*WRITTEN INSTRUCTION:* Report how many lines in the material below contain the word "background". Give only the number.

*SUPPLIED RECORDS:*
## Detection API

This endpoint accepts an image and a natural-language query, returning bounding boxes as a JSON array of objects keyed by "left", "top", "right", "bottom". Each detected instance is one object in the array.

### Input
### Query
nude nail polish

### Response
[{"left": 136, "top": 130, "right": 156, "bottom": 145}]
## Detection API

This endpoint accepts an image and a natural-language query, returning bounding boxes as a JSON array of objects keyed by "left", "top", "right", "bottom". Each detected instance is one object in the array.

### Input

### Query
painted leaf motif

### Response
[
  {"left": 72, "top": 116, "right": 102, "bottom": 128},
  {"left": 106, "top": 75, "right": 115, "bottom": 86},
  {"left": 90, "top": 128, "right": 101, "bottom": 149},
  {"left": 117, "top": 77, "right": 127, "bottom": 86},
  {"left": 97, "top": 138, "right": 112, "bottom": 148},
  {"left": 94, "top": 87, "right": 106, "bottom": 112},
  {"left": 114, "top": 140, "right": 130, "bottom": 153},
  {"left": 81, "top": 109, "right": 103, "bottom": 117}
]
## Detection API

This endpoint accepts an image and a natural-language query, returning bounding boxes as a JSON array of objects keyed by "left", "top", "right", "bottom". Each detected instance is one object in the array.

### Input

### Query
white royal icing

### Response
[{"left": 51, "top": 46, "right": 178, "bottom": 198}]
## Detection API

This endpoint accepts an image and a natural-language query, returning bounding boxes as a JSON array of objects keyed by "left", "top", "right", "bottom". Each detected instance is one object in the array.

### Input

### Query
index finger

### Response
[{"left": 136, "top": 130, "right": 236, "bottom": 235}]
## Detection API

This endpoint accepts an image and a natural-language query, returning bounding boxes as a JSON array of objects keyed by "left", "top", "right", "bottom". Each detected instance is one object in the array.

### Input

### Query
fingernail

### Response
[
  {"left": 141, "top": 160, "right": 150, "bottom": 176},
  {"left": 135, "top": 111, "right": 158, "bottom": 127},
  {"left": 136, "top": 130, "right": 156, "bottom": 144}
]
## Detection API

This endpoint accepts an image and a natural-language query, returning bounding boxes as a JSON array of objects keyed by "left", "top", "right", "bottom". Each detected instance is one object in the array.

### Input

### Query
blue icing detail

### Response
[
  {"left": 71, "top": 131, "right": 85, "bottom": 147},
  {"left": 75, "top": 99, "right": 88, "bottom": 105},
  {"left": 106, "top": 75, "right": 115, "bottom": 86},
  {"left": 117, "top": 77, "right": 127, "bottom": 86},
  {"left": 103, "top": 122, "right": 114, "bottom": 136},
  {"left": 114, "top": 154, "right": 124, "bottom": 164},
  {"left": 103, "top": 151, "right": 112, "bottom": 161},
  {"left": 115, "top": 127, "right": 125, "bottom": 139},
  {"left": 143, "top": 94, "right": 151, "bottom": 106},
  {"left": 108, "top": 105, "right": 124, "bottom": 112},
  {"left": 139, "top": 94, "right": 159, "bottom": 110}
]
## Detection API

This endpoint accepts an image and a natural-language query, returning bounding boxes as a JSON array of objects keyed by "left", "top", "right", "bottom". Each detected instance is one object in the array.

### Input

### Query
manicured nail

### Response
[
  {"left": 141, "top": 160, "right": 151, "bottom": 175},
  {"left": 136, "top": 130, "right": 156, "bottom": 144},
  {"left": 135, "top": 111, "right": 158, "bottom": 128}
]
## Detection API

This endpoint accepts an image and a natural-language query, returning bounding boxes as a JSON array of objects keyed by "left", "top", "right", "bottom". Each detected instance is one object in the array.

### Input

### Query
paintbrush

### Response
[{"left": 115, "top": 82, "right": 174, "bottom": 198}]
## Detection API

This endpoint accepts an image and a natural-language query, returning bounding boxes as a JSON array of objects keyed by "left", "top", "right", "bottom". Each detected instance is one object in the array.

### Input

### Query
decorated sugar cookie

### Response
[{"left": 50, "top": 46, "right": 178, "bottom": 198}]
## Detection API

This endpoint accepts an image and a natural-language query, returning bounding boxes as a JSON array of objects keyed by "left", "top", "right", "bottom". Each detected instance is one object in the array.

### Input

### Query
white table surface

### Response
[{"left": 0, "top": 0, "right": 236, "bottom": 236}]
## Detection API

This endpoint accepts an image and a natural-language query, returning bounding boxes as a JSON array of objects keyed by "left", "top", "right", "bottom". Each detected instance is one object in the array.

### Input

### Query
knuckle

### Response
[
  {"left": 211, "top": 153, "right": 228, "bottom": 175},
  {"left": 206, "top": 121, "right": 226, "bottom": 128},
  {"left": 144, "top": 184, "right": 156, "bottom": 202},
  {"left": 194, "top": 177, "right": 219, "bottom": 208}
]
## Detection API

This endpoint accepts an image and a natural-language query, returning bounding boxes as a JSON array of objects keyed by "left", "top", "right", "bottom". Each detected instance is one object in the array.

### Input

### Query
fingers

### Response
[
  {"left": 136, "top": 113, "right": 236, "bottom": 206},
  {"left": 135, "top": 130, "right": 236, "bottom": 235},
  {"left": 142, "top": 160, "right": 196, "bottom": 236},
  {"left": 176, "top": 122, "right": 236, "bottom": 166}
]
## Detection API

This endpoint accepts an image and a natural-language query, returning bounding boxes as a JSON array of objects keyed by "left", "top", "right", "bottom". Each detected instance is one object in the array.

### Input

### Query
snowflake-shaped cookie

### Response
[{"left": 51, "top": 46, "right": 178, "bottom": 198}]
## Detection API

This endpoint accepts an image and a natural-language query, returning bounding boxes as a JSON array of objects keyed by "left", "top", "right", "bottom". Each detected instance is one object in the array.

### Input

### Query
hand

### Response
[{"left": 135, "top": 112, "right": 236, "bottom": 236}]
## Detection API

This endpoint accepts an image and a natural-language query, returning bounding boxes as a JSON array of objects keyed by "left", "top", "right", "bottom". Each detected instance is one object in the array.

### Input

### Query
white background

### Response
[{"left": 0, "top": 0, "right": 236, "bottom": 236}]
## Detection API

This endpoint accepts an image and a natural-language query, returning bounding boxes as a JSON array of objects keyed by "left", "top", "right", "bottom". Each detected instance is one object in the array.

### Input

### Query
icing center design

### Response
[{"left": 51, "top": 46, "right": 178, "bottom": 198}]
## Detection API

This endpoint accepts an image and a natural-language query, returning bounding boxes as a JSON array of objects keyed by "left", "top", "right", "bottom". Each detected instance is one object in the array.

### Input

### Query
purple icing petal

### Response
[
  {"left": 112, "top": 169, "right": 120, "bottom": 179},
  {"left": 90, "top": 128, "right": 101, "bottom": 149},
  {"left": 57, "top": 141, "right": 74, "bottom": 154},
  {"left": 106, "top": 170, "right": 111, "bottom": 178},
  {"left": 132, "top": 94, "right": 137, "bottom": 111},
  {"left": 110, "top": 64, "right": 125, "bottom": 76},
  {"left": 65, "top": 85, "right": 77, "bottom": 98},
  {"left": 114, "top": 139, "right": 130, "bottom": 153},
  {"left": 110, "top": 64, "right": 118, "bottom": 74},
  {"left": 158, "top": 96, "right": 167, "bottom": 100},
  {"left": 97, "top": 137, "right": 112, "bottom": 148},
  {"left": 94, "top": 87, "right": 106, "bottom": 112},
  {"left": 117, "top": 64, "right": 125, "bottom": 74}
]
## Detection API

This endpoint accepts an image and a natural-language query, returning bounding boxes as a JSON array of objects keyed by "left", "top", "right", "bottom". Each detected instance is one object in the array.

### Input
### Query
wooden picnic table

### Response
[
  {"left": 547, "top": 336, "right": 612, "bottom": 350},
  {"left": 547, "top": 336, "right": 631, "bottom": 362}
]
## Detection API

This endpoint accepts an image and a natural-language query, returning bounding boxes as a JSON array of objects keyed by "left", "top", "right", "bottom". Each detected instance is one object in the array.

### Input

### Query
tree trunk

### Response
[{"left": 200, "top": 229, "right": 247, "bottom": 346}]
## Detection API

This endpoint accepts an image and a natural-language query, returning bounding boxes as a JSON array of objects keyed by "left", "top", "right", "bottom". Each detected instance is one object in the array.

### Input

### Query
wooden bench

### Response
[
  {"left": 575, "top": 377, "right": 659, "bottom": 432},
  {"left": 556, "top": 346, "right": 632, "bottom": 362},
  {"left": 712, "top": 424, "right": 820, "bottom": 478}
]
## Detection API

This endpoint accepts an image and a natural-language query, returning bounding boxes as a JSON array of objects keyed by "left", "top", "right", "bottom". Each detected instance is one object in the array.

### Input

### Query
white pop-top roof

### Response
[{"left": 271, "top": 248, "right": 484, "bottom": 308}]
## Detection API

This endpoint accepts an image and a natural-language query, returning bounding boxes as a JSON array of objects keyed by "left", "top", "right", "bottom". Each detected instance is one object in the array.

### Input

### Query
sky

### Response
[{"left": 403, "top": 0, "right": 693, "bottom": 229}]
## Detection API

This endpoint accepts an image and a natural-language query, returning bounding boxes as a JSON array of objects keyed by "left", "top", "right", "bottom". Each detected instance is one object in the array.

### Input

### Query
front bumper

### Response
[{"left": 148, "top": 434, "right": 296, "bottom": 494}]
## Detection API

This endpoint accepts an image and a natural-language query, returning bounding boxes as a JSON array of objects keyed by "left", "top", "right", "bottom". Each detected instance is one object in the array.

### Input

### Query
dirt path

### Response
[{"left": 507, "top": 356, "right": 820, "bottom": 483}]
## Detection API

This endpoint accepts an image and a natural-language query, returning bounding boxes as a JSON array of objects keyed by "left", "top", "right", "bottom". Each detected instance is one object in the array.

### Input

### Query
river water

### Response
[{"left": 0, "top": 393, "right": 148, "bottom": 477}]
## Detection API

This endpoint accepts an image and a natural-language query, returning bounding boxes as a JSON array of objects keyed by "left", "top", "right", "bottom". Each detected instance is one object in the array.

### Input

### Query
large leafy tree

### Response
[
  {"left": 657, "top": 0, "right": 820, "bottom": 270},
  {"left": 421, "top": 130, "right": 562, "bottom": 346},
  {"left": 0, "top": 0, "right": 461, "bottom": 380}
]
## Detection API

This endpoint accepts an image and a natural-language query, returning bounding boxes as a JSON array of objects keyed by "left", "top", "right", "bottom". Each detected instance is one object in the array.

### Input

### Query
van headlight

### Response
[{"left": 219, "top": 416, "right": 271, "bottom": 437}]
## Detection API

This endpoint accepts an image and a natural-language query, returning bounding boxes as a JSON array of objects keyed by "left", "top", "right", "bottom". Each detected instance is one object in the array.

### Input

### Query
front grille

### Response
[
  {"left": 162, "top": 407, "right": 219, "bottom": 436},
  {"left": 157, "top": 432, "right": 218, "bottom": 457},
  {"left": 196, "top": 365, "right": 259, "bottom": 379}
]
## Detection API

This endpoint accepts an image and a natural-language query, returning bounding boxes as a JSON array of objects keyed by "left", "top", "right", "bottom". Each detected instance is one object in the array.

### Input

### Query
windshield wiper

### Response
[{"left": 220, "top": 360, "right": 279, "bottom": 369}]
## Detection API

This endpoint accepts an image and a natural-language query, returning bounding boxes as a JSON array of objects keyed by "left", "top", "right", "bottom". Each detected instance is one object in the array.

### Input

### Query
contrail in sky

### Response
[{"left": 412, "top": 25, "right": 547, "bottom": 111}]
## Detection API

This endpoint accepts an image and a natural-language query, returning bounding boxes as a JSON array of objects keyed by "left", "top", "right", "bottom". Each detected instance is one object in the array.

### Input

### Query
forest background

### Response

*RESULT OF THE EXERCISE:* 2